§ Reading passage
== Segment start ==

The eternal battle between kindness and wisdom, logic and emotion has doomed these two families long before they ever came into contact with one another, and now, it’s just a matter of time before one of the groups wipes each other out, all in the name of making it through just one more day alive.

Beautifully shot on an Alexa camera, all of the nightmare sequences teeter gracefully in the void between reality and fantasy, deceiving the audience of what’s real and what’s not until the very end. The whole cast is superb, especially (and not surprisingly Joel Edgerton), and the commentary of the film cuts to the very core of the viewers’ being. Trey Edward Shults is a goddamn visionary, and although the version of the film that the Overlook Film Festival patrons witnessed this weekend isn’t quite finished yet, this is a movie that is not to be missed. It might just wind up being the best genre film of the year.



  • Can’t wait!!

  • Wil McMullen

    This sounds interesting. Im looking forward to seeing this.

  • J Jett

    Kalyn, THANK YOU, THANK YOU for bring back(?) the skulls rating system (to go along with your written review)!! i am definitely looking forward to seeing this movie but i’m waiting on reading any reviews about what happens in it (i plan on returning here to read your review after i see the film) and the skull ratings (which stopped appearing on this site for some reason) allows me/us to get an idea of a movie without any spoilers. so thank you again for including skulls! i can’t wait to see this movie!

== Segment end ==

§ Questions
**a)** List every personal name that appears in the film review, including its reader comments.
**b)** Extend the film review page with its reader comments, beginning directly after the last comment shown.
The material that follows has no connection to the film review above.

Source records
== Segment start ==

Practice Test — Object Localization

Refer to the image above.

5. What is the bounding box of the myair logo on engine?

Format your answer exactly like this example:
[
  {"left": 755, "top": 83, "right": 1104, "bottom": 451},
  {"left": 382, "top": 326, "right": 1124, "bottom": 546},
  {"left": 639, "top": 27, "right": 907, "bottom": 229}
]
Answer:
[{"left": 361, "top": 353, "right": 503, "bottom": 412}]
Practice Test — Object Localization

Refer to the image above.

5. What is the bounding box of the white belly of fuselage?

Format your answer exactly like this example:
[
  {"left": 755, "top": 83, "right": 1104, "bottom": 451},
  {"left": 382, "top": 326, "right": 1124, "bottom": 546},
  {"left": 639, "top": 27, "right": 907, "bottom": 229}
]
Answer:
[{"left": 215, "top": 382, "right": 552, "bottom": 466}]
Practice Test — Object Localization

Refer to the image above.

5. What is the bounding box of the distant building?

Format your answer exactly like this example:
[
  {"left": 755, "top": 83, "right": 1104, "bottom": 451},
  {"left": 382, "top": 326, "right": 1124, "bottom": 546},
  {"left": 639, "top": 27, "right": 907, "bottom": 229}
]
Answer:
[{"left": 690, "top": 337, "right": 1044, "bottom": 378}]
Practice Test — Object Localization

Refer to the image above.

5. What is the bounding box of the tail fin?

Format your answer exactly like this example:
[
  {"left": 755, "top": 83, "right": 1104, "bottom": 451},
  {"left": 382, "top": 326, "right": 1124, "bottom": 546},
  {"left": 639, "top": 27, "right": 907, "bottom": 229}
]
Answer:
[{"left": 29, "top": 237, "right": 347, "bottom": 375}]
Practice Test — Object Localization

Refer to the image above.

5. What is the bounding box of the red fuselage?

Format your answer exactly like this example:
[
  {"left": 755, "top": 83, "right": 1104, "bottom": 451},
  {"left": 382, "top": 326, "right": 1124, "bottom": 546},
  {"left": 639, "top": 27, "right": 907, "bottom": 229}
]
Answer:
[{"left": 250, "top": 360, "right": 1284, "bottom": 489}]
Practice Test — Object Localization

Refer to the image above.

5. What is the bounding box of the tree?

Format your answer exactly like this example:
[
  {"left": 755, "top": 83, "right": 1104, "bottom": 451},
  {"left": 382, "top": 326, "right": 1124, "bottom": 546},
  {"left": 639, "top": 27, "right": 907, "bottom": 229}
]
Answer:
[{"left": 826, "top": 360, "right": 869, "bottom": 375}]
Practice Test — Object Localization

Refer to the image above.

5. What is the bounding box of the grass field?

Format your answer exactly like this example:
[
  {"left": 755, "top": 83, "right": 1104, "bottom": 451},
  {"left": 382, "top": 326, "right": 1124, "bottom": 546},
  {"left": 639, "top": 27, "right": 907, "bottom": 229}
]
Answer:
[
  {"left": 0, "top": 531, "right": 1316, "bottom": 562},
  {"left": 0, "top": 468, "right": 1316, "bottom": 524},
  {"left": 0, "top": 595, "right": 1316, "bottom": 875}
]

== Segment end ==

§ Solved tasks
**a)** Joel Edgerton, Trey Edward Shults, Wil McMullen, J Jett, Kalyn

**b)**
    • Creepshow

      I didn’t read it either, and that’s a shame. Certain people’s reviews are WAY too much information “play-by-plays”. It’s one thing to “review” a film, and it’s another thing to have a complete “walk through” of it. The skulls help us know that a movie is decent, without reading someone’s diarrhea of the mouth. I’ve learned that Kalyn could use a “double shot” of Pepto Bismol before writing her reviews.

  • Corey

    Kinda sounds like it has a bit of a “The Last of Us” vibe without the monsters. I’m excited for it.

  • Vesuvian Villain

    I’m starting to come to terms with the idea that Joel Edgerton is extremely talented and might start raising the bar on acting and screenwriting in horror. If they can pull this off it could make another significant difference for R-rated. I may be wrong but I would assume the primary reason studios are more willing to finance PG-13 horror is based on profit. They believe if you’re adding 13-16 year olds into the market, you’re making more money. But as we all know, any fan of horror is going to see the movie, regardless of age if they’ve been told it’s actually scary. Their parents or siblings will get them in.

    There might also be the idea that there are more movie theaters willing to carry PG-13 horror films over R. Haven’t really looked into that. But the point is, Deadpool made a significant difference for R rated in general. If this movie is genuinely scary, and the new IT is decent, studios might start to adjust accordingly.

    And I’m not saying there haven’t been great PG-13 horror movies, but personally, I tend to enjoy the R rated a lot more.

  • sliceanddice

    Looking forward to this but would like to go in blind.

  • Micah Unice

    I was there last night too, and as well-written as this review is, it’s a little spoilerific. Not knowing whether or not there was another (nonhuman) threat beyond the disease enhanced the experience for me. The less people are told the better IMO.

  • Shay Lauderdale

    Is Paul & Sarah brother & sister or husband & wife?? You put at the beginning that “the movie opens up with an extreme close-up shot of the wiltering face of Paul and Sarah’s father”, but before that the characters are described as “in which a seventeen-year-old boy named Travis (Kelvin Harrison Jr.), his father Paul (Joel Edgerton) and his mother Sarah (Carmen Ejogo) all live together”.
    Paul & Sarah are his parents, but they have the same father??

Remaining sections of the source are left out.